_What to produce:_ Present every line of the data below as a Markdown table with two columns, Row and Line. Number the rows in order and leave out blank lines.

_Items from a dataset:_
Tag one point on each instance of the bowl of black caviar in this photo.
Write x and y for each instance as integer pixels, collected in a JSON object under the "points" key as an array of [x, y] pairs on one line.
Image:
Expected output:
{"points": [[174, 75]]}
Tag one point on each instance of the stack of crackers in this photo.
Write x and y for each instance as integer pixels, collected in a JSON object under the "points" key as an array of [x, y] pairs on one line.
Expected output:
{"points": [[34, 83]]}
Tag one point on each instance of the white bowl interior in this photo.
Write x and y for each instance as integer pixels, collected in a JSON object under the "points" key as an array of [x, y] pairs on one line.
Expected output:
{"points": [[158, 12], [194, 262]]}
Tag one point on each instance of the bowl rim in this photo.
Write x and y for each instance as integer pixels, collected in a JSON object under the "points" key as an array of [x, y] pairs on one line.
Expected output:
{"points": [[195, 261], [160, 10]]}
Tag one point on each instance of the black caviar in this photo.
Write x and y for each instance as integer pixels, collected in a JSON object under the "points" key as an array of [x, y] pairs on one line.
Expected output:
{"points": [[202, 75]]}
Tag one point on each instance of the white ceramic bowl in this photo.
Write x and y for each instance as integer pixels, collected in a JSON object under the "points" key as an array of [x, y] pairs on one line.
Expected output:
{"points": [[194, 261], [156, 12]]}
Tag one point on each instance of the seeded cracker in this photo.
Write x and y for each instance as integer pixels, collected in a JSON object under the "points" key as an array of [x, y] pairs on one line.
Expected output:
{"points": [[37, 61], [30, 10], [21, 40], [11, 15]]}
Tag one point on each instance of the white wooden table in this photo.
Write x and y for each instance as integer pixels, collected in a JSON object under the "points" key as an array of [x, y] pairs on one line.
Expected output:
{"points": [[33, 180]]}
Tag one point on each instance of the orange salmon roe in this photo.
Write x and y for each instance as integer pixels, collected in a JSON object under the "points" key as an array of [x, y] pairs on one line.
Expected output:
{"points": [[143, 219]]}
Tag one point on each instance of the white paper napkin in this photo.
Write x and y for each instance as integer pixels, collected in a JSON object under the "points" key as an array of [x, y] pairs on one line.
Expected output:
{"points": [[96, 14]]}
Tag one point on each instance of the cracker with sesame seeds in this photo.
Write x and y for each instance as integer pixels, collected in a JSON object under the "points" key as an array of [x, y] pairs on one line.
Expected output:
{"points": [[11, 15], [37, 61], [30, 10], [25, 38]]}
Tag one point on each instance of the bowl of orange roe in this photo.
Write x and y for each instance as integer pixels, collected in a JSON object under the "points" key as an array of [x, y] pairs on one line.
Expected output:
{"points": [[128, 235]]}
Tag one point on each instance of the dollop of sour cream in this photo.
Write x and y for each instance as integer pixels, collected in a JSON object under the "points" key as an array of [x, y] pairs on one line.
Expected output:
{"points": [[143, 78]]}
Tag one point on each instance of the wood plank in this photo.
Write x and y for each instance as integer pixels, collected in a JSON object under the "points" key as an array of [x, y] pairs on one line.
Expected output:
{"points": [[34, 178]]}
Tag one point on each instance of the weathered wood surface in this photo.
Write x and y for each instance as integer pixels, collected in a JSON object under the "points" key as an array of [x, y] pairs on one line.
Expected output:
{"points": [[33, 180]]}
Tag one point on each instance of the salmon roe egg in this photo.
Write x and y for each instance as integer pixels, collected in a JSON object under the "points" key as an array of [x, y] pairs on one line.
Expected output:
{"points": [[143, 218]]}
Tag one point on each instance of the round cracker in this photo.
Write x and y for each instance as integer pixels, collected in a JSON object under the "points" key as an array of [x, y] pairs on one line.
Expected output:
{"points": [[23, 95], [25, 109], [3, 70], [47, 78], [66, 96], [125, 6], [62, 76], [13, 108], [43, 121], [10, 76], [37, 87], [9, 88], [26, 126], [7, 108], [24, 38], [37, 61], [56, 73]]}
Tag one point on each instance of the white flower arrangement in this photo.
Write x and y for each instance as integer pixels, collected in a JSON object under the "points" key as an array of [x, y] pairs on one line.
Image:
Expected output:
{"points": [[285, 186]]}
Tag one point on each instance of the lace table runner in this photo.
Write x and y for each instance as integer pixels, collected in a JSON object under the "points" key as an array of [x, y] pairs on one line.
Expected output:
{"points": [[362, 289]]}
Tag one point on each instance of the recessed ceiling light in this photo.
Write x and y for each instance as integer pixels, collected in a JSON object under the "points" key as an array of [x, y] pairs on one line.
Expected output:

_Reply to the task:_
| Row | Line |
|---|---|
| 1 | Tag one point on each instance of the bowl of black caviar in this photo. |
| 2 | Write x and y for each instance as integer pixels, collected in a JSON object under the "points" key as an array of [x, y] pairs on one line. |
| 3 | Image: |
| 4 | Expected output: |
| 5 | {"points": [[174, 75]]} |
| 6 | Tag one point on each instance of the stack of crackers in this photo. |
| 7 | Write x and y for each instance as integer pixels, collected in a JSON object under the "points" key as an array of [x, y] pairs on one line. |
| 8 | Expected output: |
| 9 | {"points": [[34, 83]]} |
| 10 | Tag one point on each instance of the white bowl interior in this photo. |
| 11 | Write x and y for each instance as integer pixels, collected in a JSON object under the "points" key as an array of [x, y] pairs on one line. |
| 12 | Expected output: |
| 13 | {"points": [[158, 12], [194, 262]]} |
| 14 | Tag one point on each instance of the bowl rim in this photo. |
| 15 | Write x and y for each instance as integer pixels, collected in a JSON object under the "points" key as an array of [x, y] pairs on one line. |
| 16 | Expected output: |
| 17 | {"points": [[195, 261], [160, 10]]} |
| 18 | Tag one point on each instance of the black caviar in this photo. |
| 19 | Write x and y for each instance as integer pixels, collected in a JSON object under the "points" key as an array of [x, y] pairs on one line. |
| 20 | Expected output: |
| 21 | {"points": [[202, 75]]} |
| 22 | Tag one point on each instance of the white ceramic bowl in this photo. |
| 23 | Write x and y for each instance as integer pixels, collected in a JSON object under the "points" key as an array of [x, y] pairs on one line. |
| 24 | Expected output: |
| 25 | {"points": [[194, 261], [156, 12]]} |
| 26 | Tag one point on each instance of the seeded cracker in this photo. |
| 27 | Write x and y for each instance as integer pixels, collected in a JSON object under the "points" key as an array of [x, y] pairs on one line. |
| 28 | Expected output: |
| 29 | {"points": [[37, 61], [30, 10], [21, 40], [11, 15]]} |
| 30 | Tag one point on each instance of the white wooden table in this photo. |
| 31 | Write x and y for each instance as integer pixels, collected in a JSON object under the "points" key as an array of [x, y] pairs on one line. |
| 32 | Expected output: |
| 33 | {"points": [[33, 180]]} |
| 34 | Tag one point on each instance of the orange salmon roe in this photo. |
| 35 | Write x and y for each instance as integer pixels, collected in a JSON object under the "points" key as an array of [x, y] pairs on one line. |
| 36 | Expected output: |
| 37 | {"points": [[143, 219]]} |
| 38 | Tag one point on each instance of the white paper napkin in this photo. |
| 39 | Write x and y for each instance as integer pixels, collected in a JSON object under the "points" key as an array of [x, y] pairs on one line. |
| 40 | Expected output: |
| 41 | {"points": [[96, 14]]} |
| 42 | Tag one point on each instance of the cracker with sesame seeds in this photo. |
| 43 | Write x and y for each instance as integer pixels, collected in a JSON object under the "points" key as an array of [x, y] pairs on one line. |
| 44 | Expected output: |
| 45 | {"points": [[11, 15], [37, 61], [30, 10], [25, 38]]} |
| 46 | Tag one point on each instance of the bowl of orange roe in this photo. |
| 47 | Write x and y for each instance as integer pixels, collected in a JSON object under the "points" key as an array of [x, y] pairs on one line. |
| 48 | Expected output: |
| 49 | {"points": [[128, 235]]} |
| 50 | Tag one point on each instance of the dollop of sour cream in this photo. |
| 51 | Write x and y for each instance as integer pixels, collected in a JSON object under the "points" key as an array of [x, y] pairs on one line. |
| 52 | Expected output: |
| 53 | {"points": [[143, 78]]} |
| 54 | Tag one point on each instance of the wood plank in this photo. |
| 55 | Write x and y for each instance as integer pixels, collected in a JSON object under the "points" key as an array of [x, y] pairs on one line. |
| 56 | Expected output: |
| 57 | {"points": [[34, 178]]} |
| 58 | Tag one point on each instance of the weathered wood surface in this photo. |
| 59 | Write x and y for each instance as integer pixels, collected in a JSON object under the "points" key as an array of [x, y] pairs on one line. |
| 60 | Expected output: |
| 61 | {"points": [[33, 180]]} |
| 62 | Tag one point on each instance of the salmon roe egg in this photo. |
| 63 | Write x and y for each instance as integer pixels, collected in a JSON object under the "points" key as an array of [x, y] pairs on one line. |
| 64 | Expected output: |
| 65 | {"points": [[143, 218]]} |
| 66 | Tag one point on each instance of the round cracker in this photo. |
| 67 | Write x and y for each instance as integer pixels, collected in a JSON object under the "points" key as an array of [x, y] pairs on one line. |
| 68 | Expected output: |
| 69 | {"points": [[23, 95], [25, 109], [3, 70], [47, 78], [66, 96], [125, 6], [62, 76], [13, 108], [43, 121], [10, 76], [37, 87], [9, 88], [26, 126], [7, 108], [24, 38], [37, 61], [56, 73]]} |
| 70 | Tag one point on each instance of the white flower arrangement in this photo. |
| 71 | Write x and y for each instance as integer pixels, collected in a JSON object under the "points" key as an array of [x, y] pairs on one line. |
| 72 | Image: |
| 73 | Expected output: |
| 74 | {"points": [[285, 186]]} |
| 75 | Tag one point on each instance of the lace table runner in this photo. |
| 76 | Write x and y for each instance as integer pixels, collected in a JSON object under the "points" key as an array of [x, y] pairs on one line. |
| 77 | Expected output: |
| 78 | {"points": [[362, 289]]} |
| 79 | Tag one point on each instance of the recessed ceiling light in this photo. |
| 80 | Write x and y for each instance as integer pixels, collected in a JSON object under the "points" key as an array of [x, y] pairs on one line. |
| 81 | Expected output: |